ACTIVITY: Your task is to copy all of the entries exactly as they are given.
== GIVEN DATA
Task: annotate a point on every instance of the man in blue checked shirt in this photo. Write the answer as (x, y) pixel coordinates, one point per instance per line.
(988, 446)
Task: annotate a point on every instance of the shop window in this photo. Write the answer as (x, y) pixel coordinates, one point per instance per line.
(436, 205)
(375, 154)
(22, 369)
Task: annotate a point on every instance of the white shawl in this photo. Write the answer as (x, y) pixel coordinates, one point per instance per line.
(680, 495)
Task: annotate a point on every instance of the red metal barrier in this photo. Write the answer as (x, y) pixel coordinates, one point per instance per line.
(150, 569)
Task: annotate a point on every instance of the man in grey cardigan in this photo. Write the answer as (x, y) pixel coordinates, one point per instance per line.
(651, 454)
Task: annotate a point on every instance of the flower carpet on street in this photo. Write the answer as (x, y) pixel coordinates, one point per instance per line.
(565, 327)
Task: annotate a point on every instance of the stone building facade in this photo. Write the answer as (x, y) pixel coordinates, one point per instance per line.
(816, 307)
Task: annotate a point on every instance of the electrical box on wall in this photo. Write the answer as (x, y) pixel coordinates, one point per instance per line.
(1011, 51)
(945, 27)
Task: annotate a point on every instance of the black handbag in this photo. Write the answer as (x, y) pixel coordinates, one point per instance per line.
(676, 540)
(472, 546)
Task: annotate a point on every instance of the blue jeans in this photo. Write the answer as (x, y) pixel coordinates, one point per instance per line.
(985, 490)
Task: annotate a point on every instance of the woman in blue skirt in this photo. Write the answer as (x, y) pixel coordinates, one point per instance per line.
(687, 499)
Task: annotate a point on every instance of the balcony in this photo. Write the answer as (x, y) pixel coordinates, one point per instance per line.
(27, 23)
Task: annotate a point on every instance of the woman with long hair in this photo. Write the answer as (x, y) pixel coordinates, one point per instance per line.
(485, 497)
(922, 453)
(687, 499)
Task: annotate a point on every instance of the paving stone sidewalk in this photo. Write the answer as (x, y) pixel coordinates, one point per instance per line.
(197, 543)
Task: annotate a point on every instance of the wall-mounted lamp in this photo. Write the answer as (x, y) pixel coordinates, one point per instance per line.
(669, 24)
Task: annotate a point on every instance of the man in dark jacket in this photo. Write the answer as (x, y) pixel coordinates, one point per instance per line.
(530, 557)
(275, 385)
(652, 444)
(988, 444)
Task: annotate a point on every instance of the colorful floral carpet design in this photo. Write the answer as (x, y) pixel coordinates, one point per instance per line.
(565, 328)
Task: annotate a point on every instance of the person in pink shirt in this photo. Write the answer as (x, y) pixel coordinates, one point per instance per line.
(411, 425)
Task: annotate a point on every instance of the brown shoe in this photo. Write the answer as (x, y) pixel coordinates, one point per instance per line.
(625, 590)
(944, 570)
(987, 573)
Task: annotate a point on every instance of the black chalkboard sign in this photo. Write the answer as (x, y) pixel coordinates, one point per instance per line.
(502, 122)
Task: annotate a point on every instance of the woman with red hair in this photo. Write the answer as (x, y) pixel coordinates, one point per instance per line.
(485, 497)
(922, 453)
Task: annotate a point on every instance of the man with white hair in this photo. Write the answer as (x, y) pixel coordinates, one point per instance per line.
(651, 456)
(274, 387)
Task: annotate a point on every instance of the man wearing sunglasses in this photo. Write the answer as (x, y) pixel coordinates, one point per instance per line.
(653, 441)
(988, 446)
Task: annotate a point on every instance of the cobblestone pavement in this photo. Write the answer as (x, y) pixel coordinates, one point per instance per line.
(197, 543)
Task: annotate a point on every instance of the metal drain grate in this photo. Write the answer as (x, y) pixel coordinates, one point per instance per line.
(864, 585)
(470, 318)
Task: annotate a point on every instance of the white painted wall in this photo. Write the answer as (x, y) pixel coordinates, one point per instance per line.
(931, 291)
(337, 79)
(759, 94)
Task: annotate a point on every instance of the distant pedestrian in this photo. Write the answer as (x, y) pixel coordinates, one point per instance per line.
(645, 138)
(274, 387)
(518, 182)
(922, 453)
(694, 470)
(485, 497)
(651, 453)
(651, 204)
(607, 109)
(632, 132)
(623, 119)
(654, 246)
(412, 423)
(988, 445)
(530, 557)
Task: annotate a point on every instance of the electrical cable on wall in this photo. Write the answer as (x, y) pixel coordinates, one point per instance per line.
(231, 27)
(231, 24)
====
REPLY TO THE TASK:
Task: annotate a point on every instance of the man in blue checked shirt in this photo. Write the answer as (x, y) pixel coordinates, one point per instance per line.
(988, 446)
Task: annotate a point on every instance of the shop window in this photo. Write the answer as (x, y) pixel coordinates, one point per instance per line.
(436, 205)
(375, 154)
(22, 369)
Task: annotate a point on every instance of the white shawl in this photo. Write the answer as (x, y) pixel coordinates, one point per instance per line.
(680, 495)
Task: annotate a point on every instance of the red metal barrier in this photo. Write the answer as (x, y) pixel coordinates, one point per instance per line.
(150, 569)
Task: annotate a point on every instance of the man in grey cardigan in this photo. Write the answer as (x, y) pixel coordinates, one point per instance per line.
(651, 454)
Task: annotate a point on every instance of the flower carpet on street in this photo. Write the answer as (x, y) pixel coordinates, one point per instance per line.
(565, 327)
Task: annotate a point on every instance of the stone building facade in this photo. Write the answer as (x, y) pixel coordinates, one point per instance per line.
(816, 307)
Task: annotate a point on every instance of the electrical box on wall in this photo. Write the answer as (x, y) pixel coordinates, one point per instance per line.
(1011, 51)
(945, 27)
Task: annotate a point on every instance of the black handbag in this photo. Write the answer as (x, y) pixel coordinates, one point per instance per line.
(676, 540)
(472, 546)
Task: annotate a point on every instance of the blue jeans in this photo. Write the answer as (x, y) pixel coordinates, one point per instance per line.
(985, 490)
Task: annotate a point on every instance of the woman in blue skirt in this photo. Write the answer as (x, y) pixel coordinates, one point per instance per line.
(687, 499)
Task: annotate a point on every instance of the balcony in this photo. Write the answer as (x, y) pixel coordinates, one point per instance per line.
(27, 23)
Task: annotate a point on every instance of the woman with long hair in this photo. Write the answer as (x, y) pixel coordinates, one point per instance per line.
(485, 497)
(922, 453)
(687, 499)
Task: annotate a point on every instance of the paving stone sidewalk in this photo. Write the answer as (x, y) pixel coordinates, one point per instance per line.
(197, 543)
Task: annotate a point on every instance of the wall-mounted lamp in this photo. Write the answer as (x, y) pixel coordinates, one point per instance per line.
(669, 24)
Task: annotate a point on every instance of the man in dark jacket in this photo. Write the answer as (x, y) pixel coordinates, one point per instance per line.
(530, 557)
(275, 385)
(652, 444)
(988, 444)
Task: annotate a point on every instance of the colorful floral carpet design in this photo. Write the answer as (x, y) pixel coordinates, one point per instance per line.
(565, 328)
Task: annotate a point on every instance of the person in pink shirt in this photo. Write the answer as (x, y) pixel coordinates, one point per instance per line.
(411, 425)
Task: annotate a point on every instance of the brown shoe in this photo. Write the answer as (x, y) pixel coordinates, one point per instance per line.
(625, 590)
(944, 570)
(987, 573)
Task: annotate a point on every instance of the black chalkboard sign in this photo. Write the answer as (x, y) pixel coordinates, one point per instance per line.
(502, 122)
Task: annotate a point on every instance of the woman with red hair in this photo. Write the answer as (x, y) pixel coordinates, one point per instance per line.
(485, 497)
(922, 453)
Task: annotate a point on every instance of the man with white hair in this photo. Write the answer as (x, y) pixel coordinates, one point per instance per line.
(651, 456)
(274, 387)
Task: annotate a point on every instance of the man wearing sunglasses in this photo. Write the answer as (x, y) pixel coordinates, one point per instance per line.
(653, 441)
(988, 446)
Task: annotate a point on every instance of the cobblestone pavement in this photo. Write the answer as (x, y) pixel coordinates, one point per instance per line.
(197, 543)
Task: annotate a point on every instance of the metal drain grate in this photo. Write the answer as (x, y) pixel coordinates, one point per instance per line.
(864, 585)
(470, 318)
Task: annotate a point on every instance of the white painted wall in this photo. Write the answer as (x, y) pixel coordinates, one point per instance per line.
(931, 291)
(337, 79)
(759, 94)
Task: annotate a point on every instance of the distant pedestrian in this photo. Write the answer as (x, y) pixel coordinates, one point per instance per line.
(645, 138)
(274, 387)
(518, 182)
(922, 453)
(694, 470)
(485, 497)
(651, 453)
(651, 204)
(607, 109)
(632, 132)
(623, 119)
(654, 246)
(412, 423)
(988, 445)
(530, 557)
Task: annotate a point on every instance of the electrical cable on wall in this photo. Write the answer as (x, y) pixel coordinates, one point per instance per line.
(231, 27)
(231, 24)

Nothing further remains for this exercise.